→ **Document excerpt**

His portrait was engraved by Johannes Wierix for Dominicus Lampsonius' Pictorum aliquot celebrium Germaniae inferioris effigies (literal translation: Effigies of some celebrated painters of Lower Germany) published in 1572. Vermeyen was nicknamed 'Jan met den Baard' (Jan with the Beard) and 'Barbalonga' (Long-beard) because of his meter-long beard.

==Work==
Much of his painterly output was destroyed during the iconoclastic fury of the Beeldenstorm of 1566, a period during which Protestant crowds destroyed the internal furnishings of churches in the Habsburg Netherlands. Only a few of his pictures are signed. As a result, determining the scope of his surviving oeuvre has been difficult. Some of his works are only known through workshop copies. Many portraits are attributed to him, of which some depict members of the Emperor's family and other prominent personalities. He was one of the leading portrait artists of his time. He produced very expressive and lively character sketches in his portraits in which the eloquent hand gestures of the sitters accentuate their personality traits. He also created a number of paintings depicting nocturnal religious scenes such as The calling of St John during the marriage at Cana.

→ **Data under study**
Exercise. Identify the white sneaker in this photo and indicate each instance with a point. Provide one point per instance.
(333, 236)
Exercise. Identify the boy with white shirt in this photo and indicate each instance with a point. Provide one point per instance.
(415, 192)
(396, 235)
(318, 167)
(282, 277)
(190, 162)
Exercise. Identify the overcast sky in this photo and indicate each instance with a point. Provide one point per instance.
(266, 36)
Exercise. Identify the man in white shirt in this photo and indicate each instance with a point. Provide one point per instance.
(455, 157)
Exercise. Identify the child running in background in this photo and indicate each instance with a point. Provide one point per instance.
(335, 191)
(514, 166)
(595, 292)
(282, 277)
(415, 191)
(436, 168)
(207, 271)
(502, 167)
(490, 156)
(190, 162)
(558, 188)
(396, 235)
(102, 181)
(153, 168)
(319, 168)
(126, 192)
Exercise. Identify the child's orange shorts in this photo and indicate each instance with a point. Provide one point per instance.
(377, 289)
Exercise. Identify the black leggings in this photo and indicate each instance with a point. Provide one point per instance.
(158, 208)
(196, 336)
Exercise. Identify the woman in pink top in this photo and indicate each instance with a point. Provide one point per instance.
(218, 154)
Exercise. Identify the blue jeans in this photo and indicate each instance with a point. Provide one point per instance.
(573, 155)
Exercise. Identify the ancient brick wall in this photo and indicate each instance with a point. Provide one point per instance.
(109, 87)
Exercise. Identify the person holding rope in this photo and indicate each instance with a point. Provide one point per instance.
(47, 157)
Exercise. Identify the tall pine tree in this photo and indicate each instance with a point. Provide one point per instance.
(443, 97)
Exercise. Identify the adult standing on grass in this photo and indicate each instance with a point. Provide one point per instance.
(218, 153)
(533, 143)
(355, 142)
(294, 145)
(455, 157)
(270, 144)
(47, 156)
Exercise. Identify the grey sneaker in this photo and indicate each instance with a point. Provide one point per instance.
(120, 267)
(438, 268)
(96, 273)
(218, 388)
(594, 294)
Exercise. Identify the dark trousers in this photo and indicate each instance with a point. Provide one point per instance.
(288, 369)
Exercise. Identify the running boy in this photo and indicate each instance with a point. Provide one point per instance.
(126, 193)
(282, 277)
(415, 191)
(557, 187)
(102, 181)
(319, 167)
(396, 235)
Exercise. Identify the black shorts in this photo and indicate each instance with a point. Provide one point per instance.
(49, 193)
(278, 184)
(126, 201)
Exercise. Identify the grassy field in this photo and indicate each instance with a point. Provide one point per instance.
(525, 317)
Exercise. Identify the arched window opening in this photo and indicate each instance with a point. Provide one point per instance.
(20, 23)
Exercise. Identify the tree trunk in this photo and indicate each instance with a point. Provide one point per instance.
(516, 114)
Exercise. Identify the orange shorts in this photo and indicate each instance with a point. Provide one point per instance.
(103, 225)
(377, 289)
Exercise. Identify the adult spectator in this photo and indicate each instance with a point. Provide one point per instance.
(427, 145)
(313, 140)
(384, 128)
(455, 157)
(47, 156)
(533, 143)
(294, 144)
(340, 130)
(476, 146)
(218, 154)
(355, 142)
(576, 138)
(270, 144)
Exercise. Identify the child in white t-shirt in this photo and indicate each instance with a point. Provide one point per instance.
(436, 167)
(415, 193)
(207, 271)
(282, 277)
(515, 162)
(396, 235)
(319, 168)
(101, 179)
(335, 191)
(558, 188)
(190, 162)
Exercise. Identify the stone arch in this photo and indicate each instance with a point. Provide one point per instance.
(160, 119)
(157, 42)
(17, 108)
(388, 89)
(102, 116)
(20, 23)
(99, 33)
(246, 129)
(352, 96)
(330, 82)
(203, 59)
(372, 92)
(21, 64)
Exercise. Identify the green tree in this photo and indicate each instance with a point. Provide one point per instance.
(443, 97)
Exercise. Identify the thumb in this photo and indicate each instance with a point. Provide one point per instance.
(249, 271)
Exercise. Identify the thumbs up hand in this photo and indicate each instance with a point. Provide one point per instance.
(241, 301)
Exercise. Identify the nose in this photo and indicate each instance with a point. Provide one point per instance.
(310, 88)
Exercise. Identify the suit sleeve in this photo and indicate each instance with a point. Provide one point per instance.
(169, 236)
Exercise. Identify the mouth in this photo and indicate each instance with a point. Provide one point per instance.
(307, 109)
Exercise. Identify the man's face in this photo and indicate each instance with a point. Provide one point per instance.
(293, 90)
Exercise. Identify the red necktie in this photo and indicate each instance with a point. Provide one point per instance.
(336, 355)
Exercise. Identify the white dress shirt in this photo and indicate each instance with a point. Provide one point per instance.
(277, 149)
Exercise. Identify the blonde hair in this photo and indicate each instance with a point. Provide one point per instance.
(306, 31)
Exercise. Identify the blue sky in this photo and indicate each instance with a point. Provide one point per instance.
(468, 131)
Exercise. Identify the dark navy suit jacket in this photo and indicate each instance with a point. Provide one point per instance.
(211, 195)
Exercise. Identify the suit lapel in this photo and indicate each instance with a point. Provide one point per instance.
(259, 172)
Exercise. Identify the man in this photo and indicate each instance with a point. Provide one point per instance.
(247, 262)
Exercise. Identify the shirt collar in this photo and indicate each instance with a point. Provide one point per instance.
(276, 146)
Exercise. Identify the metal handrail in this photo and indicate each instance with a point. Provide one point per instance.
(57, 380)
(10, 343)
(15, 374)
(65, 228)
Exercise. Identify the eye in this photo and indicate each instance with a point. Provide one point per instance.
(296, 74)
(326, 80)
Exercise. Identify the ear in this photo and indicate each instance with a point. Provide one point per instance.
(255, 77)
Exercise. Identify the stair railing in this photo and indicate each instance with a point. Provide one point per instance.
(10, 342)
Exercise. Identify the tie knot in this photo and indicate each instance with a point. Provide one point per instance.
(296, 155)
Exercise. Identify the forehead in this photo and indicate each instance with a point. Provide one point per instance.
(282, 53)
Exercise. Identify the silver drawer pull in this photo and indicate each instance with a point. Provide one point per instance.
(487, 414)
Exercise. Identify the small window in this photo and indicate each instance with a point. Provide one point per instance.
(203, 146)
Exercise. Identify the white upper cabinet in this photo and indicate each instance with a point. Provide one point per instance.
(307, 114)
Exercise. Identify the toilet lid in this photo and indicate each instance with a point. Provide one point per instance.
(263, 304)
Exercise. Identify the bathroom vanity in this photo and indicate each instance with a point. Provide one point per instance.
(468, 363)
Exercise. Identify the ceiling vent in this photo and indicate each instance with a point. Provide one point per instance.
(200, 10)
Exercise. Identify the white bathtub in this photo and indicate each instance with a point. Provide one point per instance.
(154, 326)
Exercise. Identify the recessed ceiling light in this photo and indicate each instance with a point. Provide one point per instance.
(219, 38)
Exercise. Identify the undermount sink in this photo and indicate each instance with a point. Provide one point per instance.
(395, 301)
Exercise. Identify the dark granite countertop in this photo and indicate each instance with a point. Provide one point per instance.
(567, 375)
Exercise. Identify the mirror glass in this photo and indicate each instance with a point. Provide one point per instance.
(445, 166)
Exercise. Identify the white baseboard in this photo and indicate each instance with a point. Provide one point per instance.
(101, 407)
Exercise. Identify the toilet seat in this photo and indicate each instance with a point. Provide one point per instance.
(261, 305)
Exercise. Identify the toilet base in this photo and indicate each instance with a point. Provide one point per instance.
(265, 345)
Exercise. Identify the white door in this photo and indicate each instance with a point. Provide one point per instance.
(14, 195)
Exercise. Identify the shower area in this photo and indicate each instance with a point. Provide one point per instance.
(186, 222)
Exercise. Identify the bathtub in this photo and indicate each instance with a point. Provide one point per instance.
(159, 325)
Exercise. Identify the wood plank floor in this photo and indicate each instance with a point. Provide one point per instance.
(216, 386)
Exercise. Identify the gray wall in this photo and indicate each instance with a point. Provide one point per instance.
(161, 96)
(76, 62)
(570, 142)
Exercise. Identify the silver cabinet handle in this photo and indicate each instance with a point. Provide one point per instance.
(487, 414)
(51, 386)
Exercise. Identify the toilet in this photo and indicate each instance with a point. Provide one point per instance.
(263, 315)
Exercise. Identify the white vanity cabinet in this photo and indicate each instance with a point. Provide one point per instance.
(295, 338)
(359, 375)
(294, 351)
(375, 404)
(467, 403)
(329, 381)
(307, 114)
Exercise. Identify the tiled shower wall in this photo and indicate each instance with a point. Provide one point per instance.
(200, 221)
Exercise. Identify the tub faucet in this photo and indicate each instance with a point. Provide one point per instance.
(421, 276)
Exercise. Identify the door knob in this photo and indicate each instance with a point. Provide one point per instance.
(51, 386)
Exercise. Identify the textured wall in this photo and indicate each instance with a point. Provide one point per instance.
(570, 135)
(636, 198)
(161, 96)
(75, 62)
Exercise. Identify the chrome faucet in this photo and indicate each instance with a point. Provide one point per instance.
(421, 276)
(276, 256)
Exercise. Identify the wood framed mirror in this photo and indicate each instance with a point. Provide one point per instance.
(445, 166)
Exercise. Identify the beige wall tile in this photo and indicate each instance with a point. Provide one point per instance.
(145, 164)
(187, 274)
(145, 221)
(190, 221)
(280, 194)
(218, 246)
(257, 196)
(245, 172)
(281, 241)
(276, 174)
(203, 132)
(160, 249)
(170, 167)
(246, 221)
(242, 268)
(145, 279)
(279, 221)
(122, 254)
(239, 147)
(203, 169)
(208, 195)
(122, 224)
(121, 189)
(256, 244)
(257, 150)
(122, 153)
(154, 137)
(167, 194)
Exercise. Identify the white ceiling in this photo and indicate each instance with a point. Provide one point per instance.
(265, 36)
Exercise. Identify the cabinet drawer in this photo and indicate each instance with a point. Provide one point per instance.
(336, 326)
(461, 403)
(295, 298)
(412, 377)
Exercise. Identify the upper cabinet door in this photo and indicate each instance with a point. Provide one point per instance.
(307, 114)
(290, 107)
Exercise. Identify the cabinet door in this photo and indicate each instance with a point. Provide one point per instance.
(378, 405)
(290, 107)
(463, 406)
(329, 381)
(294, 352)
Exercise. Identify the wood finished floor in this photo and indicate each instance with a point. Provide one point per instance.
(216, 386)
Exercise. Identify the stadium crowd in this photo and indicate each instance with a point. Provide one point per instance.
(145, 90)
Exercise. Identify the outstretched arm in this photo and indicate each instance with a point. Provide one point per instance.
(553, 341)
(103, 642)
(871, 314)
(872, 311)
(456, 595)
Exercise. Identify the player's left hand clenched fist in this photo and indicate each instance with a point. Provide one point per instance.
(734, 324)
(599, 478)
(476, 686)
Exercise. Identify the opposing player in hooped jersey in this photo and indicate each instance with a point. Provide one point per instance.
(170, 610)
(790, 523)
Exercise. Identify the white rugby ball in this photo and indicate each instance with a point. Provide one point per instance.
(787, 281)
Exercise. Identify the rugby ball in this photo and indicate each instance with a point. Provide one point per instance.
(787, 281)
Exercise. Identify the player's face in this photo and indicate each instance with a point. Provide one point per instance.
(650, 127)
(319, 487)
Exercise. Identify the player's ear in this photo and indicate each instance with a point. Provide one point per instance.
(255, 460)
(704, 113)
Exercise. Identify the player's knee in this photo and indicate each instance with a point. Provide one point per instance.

→ **Study questions**
• a. According to the Vermeyen excerpt, who engraved his portrait for the 1572 publication by Dominicus Lampsonius?
• b. Print the portion of the Vermeyen excerpt from "His portrait was" up to and including "his meter-long beard.".
Rely only on the Vermeyen excerpt when answering.

→ **Responses to the tasks**
• a. Johannes Wierix

• b.
His portrait was engraved by Johannes Wierix for Dominicus Lampsonius' Pictorum aliquot celebrium Germaniae inferioris effigies (literal translation: Effigies of some celebrated painters of Lower Germany) published in 1572. Vermeyen was nicknamed 'Jan met den Baard' (Jan with the Beard) and 'Barbalonga' (Long-beard) because of his meter-long beard.